Dataset content =>
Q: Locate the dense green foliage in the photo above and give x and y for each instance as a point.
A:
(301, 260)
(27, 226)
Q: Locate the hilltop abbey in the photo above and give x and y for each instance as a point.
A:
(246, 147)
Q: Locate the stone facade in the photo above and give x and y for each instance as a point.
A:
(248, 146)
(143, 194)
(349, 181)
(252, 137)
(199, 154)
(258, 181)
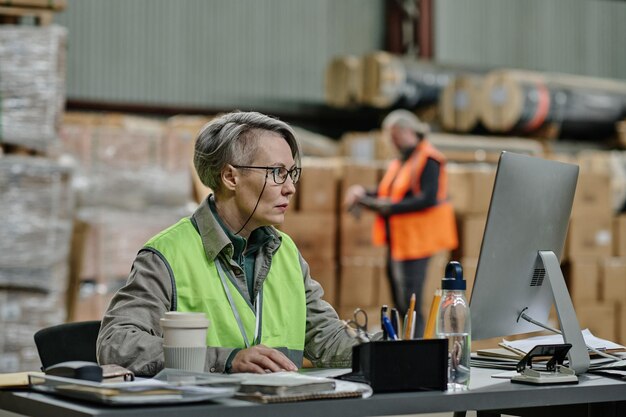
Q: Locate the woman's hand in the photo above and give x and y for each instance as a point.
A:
(261, 359)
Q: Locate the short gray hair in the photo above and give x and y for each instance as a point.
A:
(231, 139)
(406, 119)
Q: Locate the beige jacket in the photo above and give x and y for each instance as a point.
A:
(131, 336)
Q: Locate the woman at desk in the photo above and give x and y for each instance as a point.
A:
(251, 162)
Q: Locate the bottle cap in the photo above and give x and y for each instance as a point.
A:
(453, 279)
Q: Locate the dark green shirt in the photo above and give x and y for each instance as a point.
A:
(244, 252)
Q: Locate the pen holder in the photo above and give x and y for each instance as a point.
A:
(407, 365)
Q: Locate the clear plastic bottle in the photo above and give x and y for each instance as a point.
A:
(454, 324)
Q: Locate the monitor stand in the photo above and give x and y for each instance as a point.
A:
(578, 355)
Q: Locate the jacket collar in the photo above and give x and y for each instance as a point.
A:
(214, 239)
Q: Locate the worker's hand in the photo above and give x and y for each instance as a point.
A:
(354, 194)
(261, 359)
(380, 205)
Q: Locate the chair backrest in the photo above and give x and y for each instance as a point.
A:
(67, 342)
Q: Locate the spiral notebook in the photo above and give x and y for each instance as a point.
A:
(341, 389)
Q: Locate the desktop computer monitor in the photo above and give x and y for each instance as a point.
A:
(518, 269)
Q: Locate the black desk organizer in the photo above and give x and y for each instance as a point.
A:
(407, 365)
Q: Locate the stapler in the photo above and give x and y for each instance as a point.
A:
(89, 371)
(555, 373)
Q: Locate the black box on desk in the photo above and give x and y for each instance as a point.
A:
(407, 365)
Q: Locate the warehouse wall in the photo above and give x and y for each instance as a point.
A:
(214, 53)
(575, 36)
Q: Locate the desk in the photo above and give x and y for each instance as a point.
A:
(594, 396)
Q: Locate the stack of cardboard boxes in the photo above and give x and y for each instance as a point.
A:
(133, 181)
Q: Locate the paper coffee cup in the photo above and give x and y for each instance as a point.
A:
(182, 329)
(187, 358)
(184, 340)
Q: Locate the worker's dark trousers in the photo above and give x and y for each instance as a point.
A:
(406, 278)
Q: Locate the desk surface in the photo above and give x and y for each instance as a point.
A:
(485, 393)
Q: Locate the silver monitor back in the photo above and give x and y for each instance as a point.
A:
(529, 212)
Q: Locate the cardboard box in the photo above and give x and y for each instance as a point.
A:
(589, 237)
(355, 237)
(353, 173)
(358, 285)
(613, 279)
(582, 280)
(620, 325)
(367, 146)
(599, 318)
(318, 187)
(593, 196)
(470, 188)
(619, 235)
(472, 230)
(385, 295)
(459, 189)
(314, 234)
(325, 273)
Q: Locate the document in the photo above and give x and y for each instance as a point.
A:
(140, 391)
(525, 345)
(289, 386)
(283, 383)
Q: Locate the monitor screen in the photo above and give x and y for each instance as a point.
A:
(529, 212)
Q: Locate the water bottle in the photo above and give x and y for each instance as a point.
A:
(454, 324)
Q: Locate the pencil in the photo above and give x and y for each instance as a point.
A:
(407, 330)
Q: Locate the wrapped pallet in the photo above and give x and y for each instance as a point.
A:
(37, 209)
(32, 85)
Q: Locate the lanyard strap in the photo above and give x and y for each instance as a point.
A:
(258, 302)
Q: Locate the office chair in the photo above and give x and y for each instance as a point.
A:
(67, 342)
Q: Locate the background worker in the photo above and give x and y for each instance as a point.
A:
(414, 217)
(275, 315)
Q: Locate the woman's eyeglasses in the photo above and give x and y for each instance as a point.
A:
(279, 174)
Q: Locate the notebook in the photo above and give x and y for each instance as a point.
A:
(284, 383)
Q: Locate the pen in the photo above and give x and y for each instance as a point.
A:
(395, 321)
(387, 326)
(383, 315)
(409, 326)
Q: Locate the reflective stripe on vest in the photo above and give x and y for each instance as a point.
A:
(199, 288)
(422, 233)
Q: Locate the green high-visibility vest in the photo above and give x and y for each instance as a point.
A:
(199, 288)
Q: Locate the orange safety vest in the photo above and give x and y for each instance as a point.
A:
(421, 233)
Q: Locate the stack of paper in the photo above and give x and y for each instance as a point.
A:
(290, 386)
(512, 351)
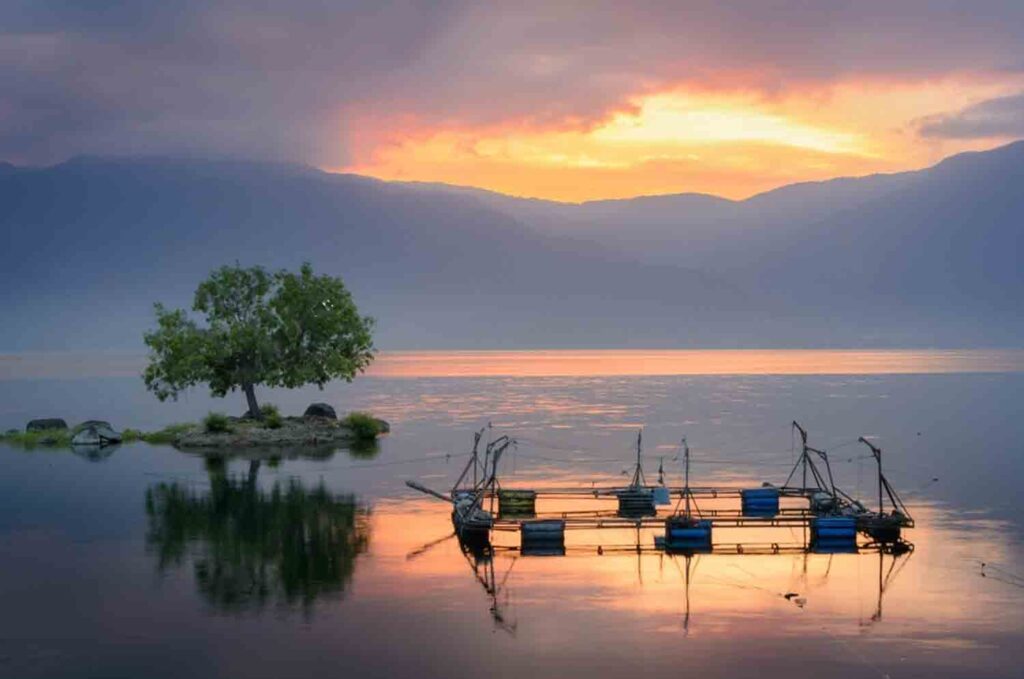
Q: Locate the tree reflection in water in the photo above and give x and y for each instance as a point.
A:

What the exercise asks =>
Please print the material exactly as given above, omitting the pictures.

Finished exercise =>
Q: Locate the dense green foliage in the photo above and give x and y for each instance as a point.
A:
(301, 260)
(27, 226)
Q: Locate the hilltop abbey in the photo above and give x and y for each instance as a point.
A:
(246, 147)
Q: Locate the stone facade in the photo above and give x and y for each instance as a point.
A:
(248, 146)
(143, 194)
(349, 181)
(252, 137)
(199, 154)
(258, 181)
Q: Locate the woman's hand in the photo above and give x and y for each instance as a point.
A:
(261, 359)
Q: Locate the short gray hair in the photo above and give x and y for each instance as a point.
A:
(231, 139)
(406, 119)
Q: Locate the beige jacket in the photo above and give x and y for each instance as a point.
A:
(131, 336)
Q: Locate the woman at desk in the photo above and give x and y for each instance as a point.
A:
(251, 162)
Q: Locate the bottle cap in the photo above and give x and y for each instance as a point.
A:
(453, 279)
Q: Locate the dark green shirt in the photo above and give x and y for each instance as a point.
A:
(244, 252)
Q: Locate the pen holder in the photo above and give x and y for each instance as a point.
A:
(407, 365)
Q: Locate the clear plastic bottle in the photo above and give x and y for each instance as a point.
A:
(454, 324)
Q: Locate the monitor stand in the photo above and give x and y for each instance as a point.
A:
(578, 355)
Q: Locate the jacket collar in the photo above and give x and y for each instance as a point.
A:
(214, 239)
Q: Locate the worker's hand in the photo above and give x and y for each instance as a point.
A:
(354, 194)
(261, 359)
(380, 205)
Q: Locate the chair backrest in the photo above and give x and y for each instance as a point.
A:
(67, 342)
Q: Locate the spiral notebook in the photo above and give x and y for each instance as a point.
A:
(341, 389)
Q: Locate the desktop computer monitor in the photo above and give x and y for each instance as a point.
A:
(518, 269)
Q: Locate the black desk organizer in the photo above and give x and y for each instance as a point.
A:
(407, 365)
Q: Locate the stapler in the photo above and give x and y for each instance as a point.
A:
(89, 371)
(555, 373)
Q: Locate the black box on desk in the photo above and give x and y for each instance as a point.
A:
(407, 365)
Q: Locate the warehouse wall in the photo above and give x and y for each instance as a point.
A:
(214, 53)
(575, 36)
Q: Locate the desk in the photo above and give x and y for each instance as a point.
A:
(594, 396)
Q: Locate the stack of cardboard boxes in the photo above and give x and y for each instance as a point.
A:
(133, 181)
Q: Locate the paper coffee cup in the photo above and give x and y for each instance as a point.
A:
(182, 329)
(187, 358)
(184, 340)
Q: Locate the worker's dark trousers in the photo above and give x and y for each instance as a point.
A:
(406, 278)
Q: Locate the desk surface in the photo above and give x and y for each instance as a point.
A:
(485, 393)
Q: Locate the silver monitor back in the photo above and give x and y for each instance as a point.
A:
(529, 212)
Q: Locate the cardboard box in the photo above and give x and y for each instance as a point.
A:
(589, 237)
(355, 237)
(353, 173)
(358, 285)
(613, 279)
(582, 280)
(620, 325)
(367, 146)
(599, 318)
(318, 187)
(593, 196)
(470, 188)
(619, 235)
(472, 230)
(385, 295)
(459, 189)
(314, 234)
(325, 273)
Q: Locate the document in the photo above and give x and y for each instance as a point.
A:
(140, 391)
(525, 345)
(289, 386)
(283, 383)
Q: Locate the monitor screen in the photo above and give x and y for each instance as a point.
A:
(529, 212)
Q: Locate the water bottle in the photo above and give x and y for each instance as a point.
A:
(454, 324)
Q: Locate the pencil in the photo above and give x and y for each instance as a point.
A:
(407, 330)
Q: Locate the wrapped pallet in the photo above and give x and y for each instance as a point.
A:
(37, 209)
(32, 85)
Q: Locate the lanyard strap in the photo above and give x and y for each instance as a point.
A:
(258, 302)
Q: Locate the office chair in the photo above and give x and y for each instance as a point.
A:
(67, 342)
Q: Locate the background worker in the photo above and give x and y for each instance as a point.
A:
(414, 217)
(275, 315)
Q: Locate the woman's eyeglasses in the photo above and give x and y for each instance as a point.
A:
(279, 174)
Q: Locate the notebook in the photo above and give x and y for each instance as a point.
A:
(284, 383)
Q: Locate the pen in the photo above and give x and y for each instance as a point.
A:
(395, 321)
(387, 326)
(383, 315)
(409, 326)
Q: Locate the reflective stripe on vest in the photo above and give x and y for each instance as a point.
A:
(199, 288)
(422, 233)
Q: Locate the green high-visibility vest in the photo above and give x and y for each instance as a point.
A:
(199, 288)
Q: Locate the orange safety vest in the photo above and give x and y for each instance as a point.
A:
(421, 233)
Q: Locate the stack of paper in the photo above and give x and y for each instance as a point.
A:
(290, 386)
(512, 351)
Q: Locate the tree reflection in water in the photo above and give x and y for each instance as a point.
A:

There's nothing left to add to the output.